→ **Fragmento seleccionado**
La extracción de valor del Sur global tiene lugar en parte en la esfera semiótica: captura digital de mano de obra muy barata, esclavitud digital y creación de un circuito de mano de obra esclava en sectores como la logística y la agricultura. Estos son algunos de los modos de explotación hipercolonial integrados en el circuito del Semiocapital.

La esclavitud reaparece hoy de forma extendida y omnipresente gracias a la penetración del mando digital y a la coordinación desterritorializada.

La esclavitud –que durante mucho tiempo hemos considerado un fenómeno precapitalista, y que era una función indispensable de la acumulación originaria de capital– reaparece hoy de forma extendida y omnipresente gracias a la penetración del mando digital y a la coordinación desterritorializada. La cadena de montaje del trabajo se ha reestructurado en una forma geográficamente deslocalizada: los trabajadores que dirigen la red mundial viven en lugares situados a miles de kilómetros de distancia, por lo que son incapaces de poner en marcha un proceso de organización y autonomía. 

La formación de plataformas digitales ha puesto en marcha sujetos productivos que no existían antes de la década de 1980: una mano de obra digital que no puede reconocerse a sí misma como sujeto social debido a su composición interna. 

Este capitalismo de plataforma funciona a dos niveles: una minoría de la mano de obra se dedica al diseño y comercialización de productos inmateriales. Cobran salarios elevados y se identifican con la empresa y los valores liberales. Por otro lado, un gran número de trabajadores dispersos geográficamente se dedican a tareas de mantenimiento, control, etiquetado, limpieza, etcétera. Trabajan en línea por salarios muy bajos y no tienen ningún tipo de representación sindical o política. Como mínimo, ni siquiera pueden considerarse trabajadores, porque esas modalidades de explotación no están reconocidas de ninguna manera y sus escasos salarios se pagan de forma invisible, a través de la red celular. Sin embargo, las condiciones de trabajo son, por lo general, brutales, sin horarios ni derechos de ningún tipo. 

La película The Cleaners (2018), de Hans Block y Moritz Riesewick, relata las condiciones de explotación y desgaste físico y psicológico a las que se somete a esta masa de semitrabajadores precarios, reclutados en línea según el principio de Mechanical Turk, creado y gestionado por Amazon.

Entre los años noventa y la primera década del nuevo siglo se formó esta nueva mano de obra digital, que opera en condiciones que hacen casi imposible la autonomía y la solidaridad. 

Ha habido intentos aislados de trabajadores digitales de organizarse en sindicatos o de desafiar las decisiones de sus empresas: pienso, por ejemplo, en la revuelta de ocho mil trabajadores de Google contra la subordinación al sistema militar.

→ **Ejercicios propuestos**
1. Enumere las tareas que, según el fragmento sobre la mano de obra digital, realiza el gran número de trabajadores dispersos geográficamente.
2. Transcriba del fragmento sobre la mano de obra digital el pasaje que va desde "La película The Cleaners (2018), de" hasta "al sistema militar.".

→ **Listado de datos**
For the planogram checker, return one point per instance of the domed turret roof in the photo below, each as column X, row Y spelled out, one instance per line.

--

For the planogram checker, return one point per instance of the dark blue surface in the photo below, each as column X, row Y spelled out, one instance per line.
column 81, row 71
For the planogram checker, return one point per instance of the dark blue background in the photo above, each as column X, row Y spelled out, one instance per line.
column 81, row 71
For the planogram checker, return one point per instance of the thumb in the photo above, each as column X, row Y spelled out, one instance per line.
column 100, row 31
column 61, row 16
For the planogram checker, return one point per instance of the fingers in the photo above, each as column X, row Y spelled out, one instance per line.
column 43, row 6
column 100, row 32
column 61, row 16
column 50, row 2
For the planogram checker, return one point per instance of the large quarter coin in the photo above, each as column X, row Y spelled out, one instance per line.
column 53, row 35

---

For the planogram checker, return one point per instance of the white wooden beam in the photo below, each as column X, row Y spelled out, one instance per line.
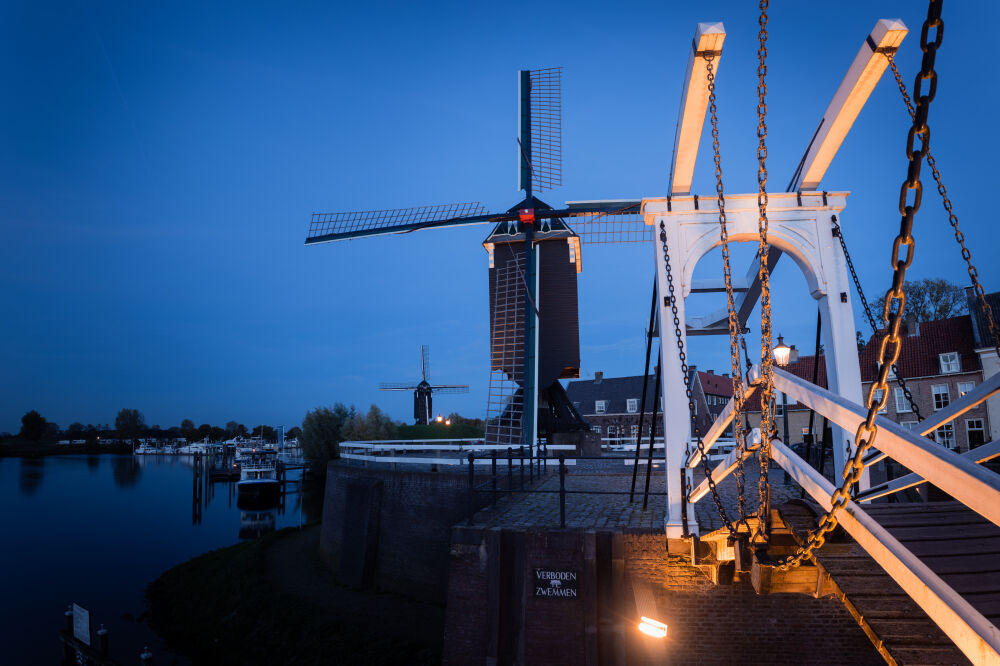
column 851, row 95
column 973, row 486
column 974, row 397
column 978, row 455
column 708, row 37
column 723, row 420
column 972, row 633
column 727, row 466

→ **Respuestas por ejercicio**
1. Mantenimiento, control, etiquetado y limpieza.

2.
La película The Cleaners (2018), de Hans Block y Moritz Riesewick, relata las condiciones de explotación y desgaste físico y psicológico a las que se somete a esta masa de semitrabajadores precarios, reclutados en línea según el principio de Mechanical Turk, creado y gestionado por Amazon.

Entre los años noventa y la primera década del nuevo siglo se formó esta nueva mano de obra digital, que opera en condiciones que hacen casi imposible la autonomía y la solidaridad. 

Ha habido intentos aislados de trabajadores digitales de organizarse en sindicatos o de desafiar las decisiones de sus empresas: pienso, por ejemplo, en la revuelta de ocho mil trabajadores de Google contra la subordinación al sistema militar.